Problem to work on → Recast every line of the material below as a Markdown table with two columns, "Index" for the row number and "Entry" for the line itself. Leave out blank lines.

Material supplied →
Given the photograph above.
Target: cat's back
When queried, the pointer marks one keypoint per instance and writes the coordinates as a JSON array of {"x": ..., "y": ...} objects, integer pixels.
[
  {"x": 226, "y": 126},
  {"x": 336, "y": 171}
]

Result of the exercise →
| Index | Entry |
|---|---|
| 1 | Given the photograph above. |
| 2 | Target: cat's back |
| 3 | When queried, the pointer marks one keypoint per instance and writes the coordinates as a JSON array of {"x": ..., "y": ...} objects, integer pixels. |
| 4 | [ |
| 5 |   {"x": 226, "y": 126}, |
| 6 |   {"x": 336, "y": 171} |
| 7 | ] |